→ **TASK GOAL**
Reproduce all of the material below word for word, keeping every line and its order unchanged.
==== RECORDED DATA ====
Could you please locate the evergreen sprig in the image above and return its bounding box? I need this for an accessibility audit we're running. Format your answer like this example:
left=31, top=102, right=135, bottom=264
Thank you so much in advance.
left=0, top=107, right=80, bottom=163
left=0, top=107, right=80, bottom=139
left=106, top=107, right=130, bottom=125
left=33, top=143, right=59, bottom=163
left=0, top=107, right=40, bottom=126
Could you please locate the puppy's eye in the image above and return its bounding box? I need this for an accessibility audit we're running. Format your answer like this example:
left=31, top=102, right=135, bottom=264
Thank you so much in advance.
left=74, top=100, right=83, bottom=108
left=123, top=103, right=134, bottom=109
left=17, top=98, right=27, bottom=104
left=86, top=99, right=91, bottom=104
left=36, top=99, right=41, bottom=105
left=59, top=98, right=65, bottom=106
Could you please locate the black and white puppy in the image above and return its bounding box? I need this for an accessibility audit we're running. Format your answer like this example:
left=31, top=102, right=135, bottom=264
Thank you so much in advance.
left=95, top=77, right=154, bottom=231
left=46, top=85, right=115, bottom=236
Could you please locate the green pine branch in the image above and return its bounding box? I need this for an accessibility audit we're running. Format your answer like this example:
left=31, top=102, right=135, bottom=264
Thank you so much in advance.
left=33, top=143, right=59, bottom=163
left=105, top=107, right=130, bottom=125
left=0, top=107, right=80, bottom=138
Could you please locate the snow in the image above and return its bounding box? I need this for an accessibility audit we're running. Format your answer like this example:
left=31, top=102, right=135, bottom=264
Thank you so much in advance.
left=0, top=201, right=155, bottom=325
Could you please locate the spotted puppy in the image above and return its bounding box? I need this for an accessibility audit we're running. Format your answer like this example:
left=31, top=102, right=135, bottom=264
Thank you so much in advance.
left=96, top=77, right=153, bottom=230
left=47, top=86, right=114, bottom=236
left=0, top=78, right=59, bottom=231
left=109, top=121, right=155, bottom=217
====
→ **CORRECT ANSWER**
Could you please locate the evergreen sprig in the image above and return its bounding box? I need this for an accessibility audit we're running. Format your answer like this example:
left=31, top=102, right=135, bottom=264
Thank you so much in advance.
left=0, top=107, right=80, bottom=163
left=0, top=107, right=80, bottom=139
left=106, top=107, right=130, bottom=125
left=33, top=143, right=59, bottom=163
left=0, top=107, right=40, bottom=126
Could you please locate the puppy's eye in the image above and return its bounding box? I need this for an accessibility audit we're running. Format your answer like this example:
left=31, top=102, right=135, bottom=264
Thank you so much in advance.
left=74, top=100, right=83, bottom=108
left=123, top=103, right=134, bottom=109
left=17, top=98, right=27, bottom=104
left=86, top=99, right=91, bottom=104
left=36, top=99, right=41, bottom=105
left=59, top=98, right=65, bottom=106
Could you please locate the black and white puppy in the image above and return its bounding box? I need this for an accessibility audit we're running. Format your answer like this example:
left=31, top=102, right=135, bottom=264
Thank you so much in advance.
left=95, top=77, right=154, bottom=231
left=46, top=85, right=115, bottom=236
Could you please locate the green pine branch in the image above and return its bounding box? I need this for an accessibility audit we're running. Format your answer like this example:
left=31, top=102, right=135, bottom=264
Thank you so much in advance.
left=33, top=143, right=59, bottom=163
left=105, top=107, right=130, bottom=125
left=0, top=107, right=80, bottom=138
Could you please locate the snow in the image above and return its bounding box? I need this for an accessibility audit we're running. Format your answer like this example:
left=31, top=102, right=135, bottom=264
Thank you so much in advance.
left=0, top=201, right=155, bottom=325
Could you please locate the spotted puppy in the image above and return its bounding box? I need this for an accessibility audit we're running. Format your answer like this example:
left=31, top=102, right=135, bottom=264
Thank you so much in advance.
left=96, top=77, right=153, bottom=230
left=47, top=86, right=114, bottom=236
left=0, top=78, right=59, bottom=231
left=109, top=121, right=155, bottom=217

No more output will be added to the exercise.